Exercise
The lines from the start of the records below through the line containing "249, row 354" are to be copied exactly, both ends included, with nothing added.

BEGIN Materials provided

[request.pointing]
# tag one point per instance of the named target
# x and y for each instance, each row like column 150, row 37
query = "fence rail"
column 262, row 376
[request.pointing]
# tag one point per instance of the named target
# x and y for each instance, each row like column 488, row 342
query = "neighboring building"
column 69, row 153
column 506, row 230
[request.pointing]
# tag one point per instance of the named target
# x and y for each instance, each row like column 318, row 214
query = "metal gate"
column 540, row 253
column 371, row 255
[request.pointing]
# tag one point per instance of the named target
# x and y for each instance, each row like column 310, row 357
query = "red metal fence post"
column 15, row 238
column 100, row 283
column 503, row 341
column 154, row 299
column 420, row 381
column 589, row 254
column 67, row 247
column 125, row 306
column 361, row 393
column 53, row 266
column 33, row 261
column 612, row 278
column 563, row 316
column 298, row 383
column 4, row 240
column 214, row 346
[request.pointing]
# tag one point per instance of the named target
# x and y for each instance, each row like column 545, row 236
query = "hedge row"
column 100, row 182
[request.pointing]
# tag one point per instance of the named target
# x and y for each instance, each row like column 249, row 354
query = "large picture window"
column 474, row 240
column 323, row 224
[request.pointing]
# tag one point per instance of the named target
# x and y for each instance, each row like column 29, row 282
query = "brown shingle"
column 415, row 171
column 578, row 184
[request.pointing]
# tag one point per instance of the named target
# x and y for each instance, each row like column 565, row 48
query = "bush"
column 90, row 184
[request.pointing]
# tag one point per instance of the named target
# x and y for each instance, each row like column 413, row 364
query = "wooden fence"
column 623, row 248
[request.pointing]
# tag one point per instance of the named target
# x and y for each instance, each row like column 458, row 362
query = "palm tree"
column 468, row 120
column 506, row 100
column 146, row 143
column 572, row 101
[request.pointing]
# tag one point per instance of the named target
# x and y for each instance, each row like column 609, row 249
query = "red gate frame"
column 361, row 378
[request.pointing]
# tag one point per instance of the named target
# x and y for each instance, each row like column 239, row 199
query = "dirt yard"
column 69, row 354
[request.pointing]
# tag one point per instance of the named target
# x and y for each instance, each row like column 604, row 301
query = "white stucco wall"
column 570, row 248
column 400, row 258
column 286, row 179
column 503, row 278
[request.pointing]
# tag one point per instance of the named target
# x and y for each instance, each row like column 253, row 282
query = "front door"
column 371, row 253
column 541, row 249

END Materials provided

Result of this task
[request.pointing]
# tag one point per instance of the named target
# x and y for each instance, each row like column 150, row 37
query = "fence rail"
column 262, row 376
[request.pointing]
# tag one point per instance of the named target
# x and y for each instance, each row like column 488, row 342
query = "neighboring building"
column 69, row 153
column 506, row 230
[request.pointing]
# tag one point per instance of the named target
# x and y for each instance, each row like column 318, row 214
query = "metal gate"
column 540, row 253
column 371, row 255
[request.pointing]
# tag one point per instance of the named target
# x and y for each instance, each row like column 310, row 357
query = "red metal fence post"
column 15, row 238
column 100, row 283
column 503, row 341
column 154, row 299
column 420, row 381
column 589, row 254
column 67, row 247
column 125, row 306
column 361, row 393
column 53, row 266
column 33, row 261
column 612, row 278
column 563, row 316
column 298, row 383
column 4, row 240
column 214, row 346
[request.pointing]
# tag one point per instance of the named target
# x and y for each instance, each row like column 545, row 236
query = "hedge row"
column 100, row 182
[request.pointing]
# tag one point per instance of the named target
# x and y for each instance, each row like column 249, row 354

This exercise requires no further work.